_What the task requires_.
For each record below, set it down exactly but leave out any picture.

[Point localization data]
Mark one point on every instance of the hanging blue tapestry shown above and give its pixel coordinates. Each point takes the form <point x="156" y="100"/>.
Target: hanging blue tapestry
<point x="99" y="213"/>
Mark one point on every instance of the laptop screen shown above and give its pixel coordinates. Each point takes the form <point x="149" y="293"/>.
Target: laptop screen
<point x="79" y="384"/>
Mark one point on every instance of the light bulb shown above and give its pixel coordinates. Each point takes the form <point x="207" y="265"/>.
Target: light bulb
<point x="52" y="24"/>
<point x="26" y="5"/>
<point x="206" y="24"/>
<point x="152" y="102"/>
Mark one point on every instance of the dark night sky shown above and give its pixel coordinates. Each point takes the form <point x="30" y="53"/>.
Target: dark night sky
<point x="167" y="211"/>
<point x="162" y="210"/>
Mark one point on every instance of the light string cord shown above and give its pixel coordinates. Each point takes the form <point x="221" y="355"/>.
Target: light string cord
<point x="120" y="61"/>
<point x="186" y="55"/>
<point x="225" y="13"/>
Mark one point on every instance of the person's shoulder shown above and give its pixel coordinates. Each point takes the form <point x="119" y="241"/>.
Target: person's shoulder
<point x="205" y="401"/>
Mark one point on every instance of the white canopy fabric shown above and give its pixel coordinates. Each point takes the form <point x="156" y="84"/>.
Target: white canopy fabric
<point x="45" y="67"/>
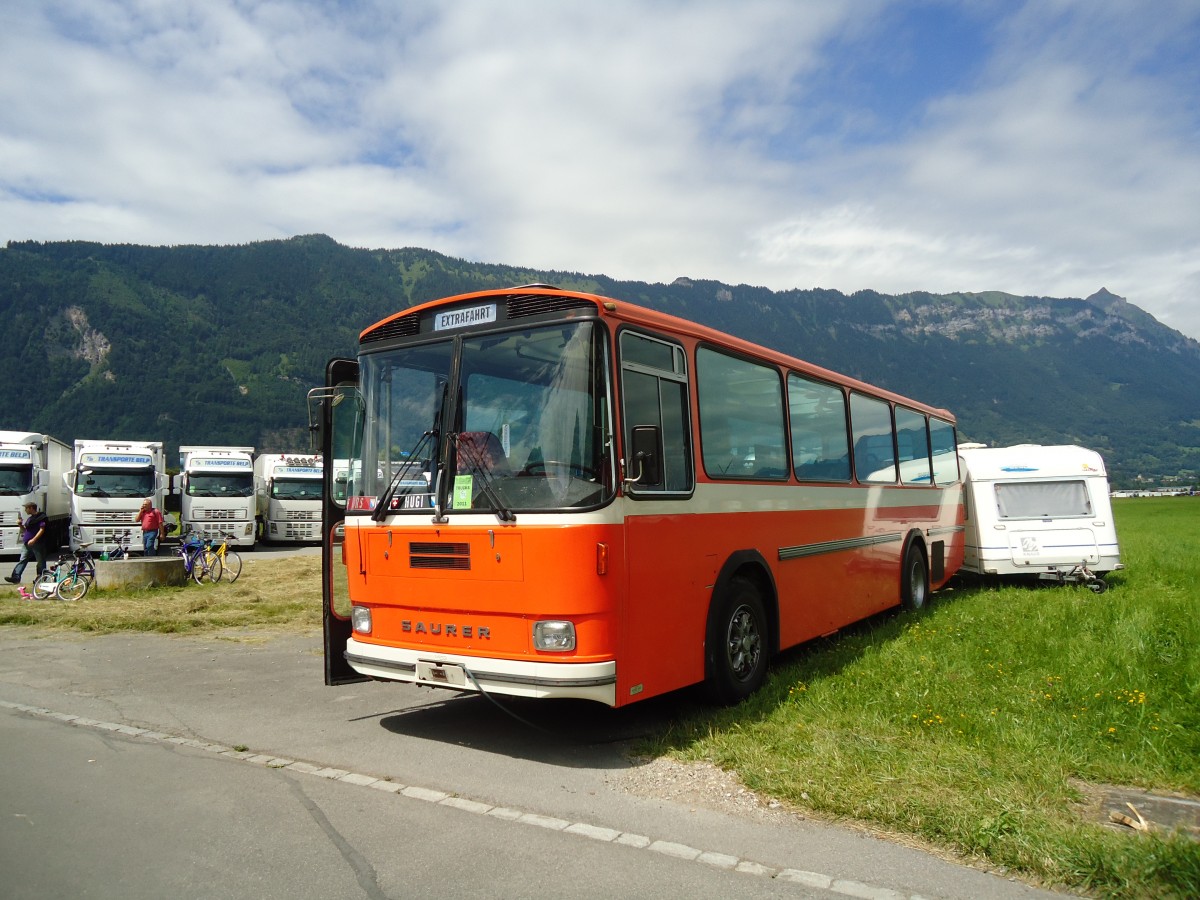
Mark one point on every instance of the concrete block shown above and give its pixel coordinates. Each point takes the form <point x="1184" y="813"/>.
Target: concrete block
<point x="139" y="573"/>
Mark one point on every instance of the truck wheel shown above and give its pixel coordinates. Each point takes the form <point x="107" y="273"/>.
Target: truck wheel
<point x="737" y="643"/>
<point x="913" y="579"/>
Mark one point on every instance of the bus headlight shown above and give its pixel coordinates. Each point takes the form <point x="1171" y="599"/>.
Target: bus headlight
<point x="553" y="636"/>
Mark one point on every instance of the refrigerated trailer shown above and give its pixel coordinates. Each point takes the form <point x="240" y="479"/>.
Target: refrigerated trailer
<point x="216" y="486"/>
<point x="108" y="483"/>
<point x="289" y="496"/>
<point x="1041" y="511"/>
<point x="31" y="468"/>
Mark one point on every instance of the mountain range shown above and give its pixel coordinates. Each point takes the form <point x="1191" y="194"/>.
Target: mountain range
<point x="221" y="343"/>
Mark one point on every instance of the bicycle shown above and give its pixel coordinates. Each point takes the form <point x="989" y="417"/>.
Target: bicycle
<point x="231" y="559"/>
<point x="79" y="577"/>
<point x="199" y="561"/>
<point x="70" y="579"/>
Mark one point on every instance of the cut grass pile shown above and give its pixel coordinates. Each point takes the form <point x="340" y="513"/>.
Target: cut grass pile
<point x="280" y="593"/>
<point x="975" y="723"/>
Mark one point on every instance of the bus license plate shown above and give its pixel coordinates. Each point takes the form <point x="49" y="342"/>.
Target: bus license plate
<point x="439" y="673"/>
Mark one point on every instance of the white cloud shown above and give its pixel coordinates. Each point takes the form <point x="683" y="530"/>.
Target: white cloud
<point x="637" y="139"/>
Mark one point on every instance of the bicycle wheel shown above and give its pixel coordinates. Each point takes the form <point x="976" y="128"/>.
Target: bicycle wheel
<point x="231" y="565"/>
<point x="73" y="587"/>
<point x="205" y="567"/>
<point x="45" y="585"/>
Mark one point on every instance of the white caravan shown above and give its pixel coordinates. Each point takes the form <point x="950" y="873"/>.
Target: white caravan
<point x="107" y="484"/>
<point x="217" y="492"/>
<point x="1038" y="510"/>
<point x="289" y="496"/>
<point x="31" y="468"/>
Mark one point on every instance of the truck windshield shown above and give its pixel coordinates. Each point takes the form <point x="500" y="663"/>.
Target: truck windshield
<point x="115" y="483"/>
<point x="295" y="489"/>
<point x="202" y="485"/>
<point x="525" y="427"/>
<point x="16" y="480"/>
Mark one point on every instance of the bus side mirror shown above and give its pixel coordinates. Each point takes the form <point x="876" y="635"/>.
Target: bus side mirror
<point x="646" y="457"/>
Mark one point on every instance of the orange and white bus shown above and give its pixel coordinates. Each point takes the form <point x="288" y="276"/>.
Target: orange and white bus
<point x="549" y="493"/>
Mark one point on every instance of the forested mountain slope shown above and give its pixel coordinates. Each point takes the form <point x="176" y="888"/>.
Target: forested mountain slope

_Problem solution_.
Mark one point on every instance of the hanging blue tapestry shown above and give its pixel coordinates. Each point takes the form <point x="156" y="100"/>.
Target: hanging blue tapestry
<point x="99" y="213"/>
Mark one point on every instance of the laptop screen shown above and give its pixel coordinates. Each point takes the form <point x="149" y="293"/>.
Target: laptop screen
<point x="79" y="384"/>
Mark one point on every instance of the light bulb shown above and give its pixel coordinates. Each point takes the form <point x="207" y="265"/>.
Target: light bulb
<point x="52" y="24"/>
<point x="26" y="5"/>
<point x="206" y="24"/>
<point x="152" y="102"/>
Mark one point on every instance of the dark night sky shown above and give its pixel coordinates. Each point takes the form <point x="30" y="53"/>.
Target: dark night sky
<point x="167" y="211"/>
<point x="162" y="210"/>
Mark one point on every instance of the light string cord shown above and give its pixel coordinates. Each point takes the form <point x="221" y="355"/>.
Target: light string cord
<point x="120" y="61"/>
<point x="186" y="55"/>
<point x="225" y="13"/>
Mark one point on every instance of the person's shoulder shown above and give its pixel coordinates. Each point takes the form <point x="119" y="241"/>.
Target: person's shoulder
<point x="205" y="401"/>
Mark one point on every instance of the white canopy fabric shown above and give its pixel coordinates. Each point takes the form <point x="156" y="84"/>.
Target: white canopy fabric
<point x="45" y="67"/>
Mark one point on every instance of the concrete block shown above and give its pixel coordinates. Each point takes the form <point x="1184" y="813"/>.
Target: concrete block
<point x="139" y="573"/>
Mark one point on every instance of the truck wheel shown above and give its pixel coordinates. Each point takes the form <point x="107" y="273"/>.
Target: truck wheel
<point x="737" y="643"/>
<point x="913" y="579"/>
Mark one point on every instance of the bus headlight shown above and give its pixel coordinates. Each point takes the form <point x="1171" y="599"/>.
Target: bus headlight
<point x="553" y="636"/>
Mark one point on every instance of the refrigerated trailer shown above and give its pixel coordinates. Each point takes the form <point x="240" y="479"/>.
Target: refrigerated trailer
<point x="216" y="486"/>
<point x="108" y="483"/>
<point x="289" y="496"/>
<point x="1041" y="511"/>
<point x="31" y="468"/>
Mark one point on every instance of the mountain range shown above and give its pixel coordinates. Each point takes the form <point x="1191" y="194"/>.
Target: mountain range
<point x="221" y="343"/>
Mark one point on every instance of the bicycle shown above and give its pixel coordinates. Each point takes the form <point x="989" y="417"/>.
Target: bicycle
<point x="231" y="559"/>
<point x="79" y="577"/>
<point x="199" y="561"/>
<point x="70" y="579"/>
Mark one point on every instance of the cut grass pile shown above and give its pixel coordinates. Each point takes the form <point x="340" y="513"/>.
Target: cut grass pile
<point x="280" y="593"/>
<point x="975" y="723"/>
Mark one point on every instance of the bus license plate shown above and give its pixel coordinates. Each point takes the form <point x="49" y="342"/>.
Target: bus license plate
<point x="439" y="673"/>
Mark one point on every instance of the white cloud shown above and give its pixel coordinates. Each point takes the form <point x="683" y="530"/>.
Target: white cloud
<point x="637" y="139"/>
Mark one point on every instance of the bicycle wheel shown above and give its pixel coordinates. Each point takes the form <point x="976" y="128"/>.
Target: bicycle wheel
<point x="231" y="565"/>
<point x="73" y="587"/>
<point x="205" y="567"/>
<point x="45" y="585"/>
Mark one point on every instance of the white caravan shown above and give its pixel coordinates. Each point takes the form <point x="950" y="873"/>.
Target: white caravan
<point x="107" y="484"/>
<point x="217" y="492"/>
<point x="1038" y="510"/>
<point x="289" y="496"/>
<point x="31" y="468"/>
Mark one point on every instance of the truck windshield shown above and give its pixel coordinates. Each point takes the form <point x="500" y="663"/>.
Target: truck windshield
<point x="115" y="483"/>
<point x="295" y="489"/>
<point x="202" y="485"/>
<point x="525" y="427"/>
<point x="16" y="480"/>
Mark one point on every instance of the bus side mirror shown above and give its pixel coordinates. Each point takes the form <point x="876" y="635"/>.
Target: bus side mirror
<point x="646" y="457"/>
Mark one point on every instance of the orange and white bus shown above and give its pixel coordinates. Each point takes the form <point x="288" y="276"/>.
Target: orange and white bus
<point x="549" y="493"/>
Mark one point on every instance of the forested mountain slope shown above and give its pixel coordinates. Each point takes the form <point x="176" y="888"/>.
Target: forested mountain slope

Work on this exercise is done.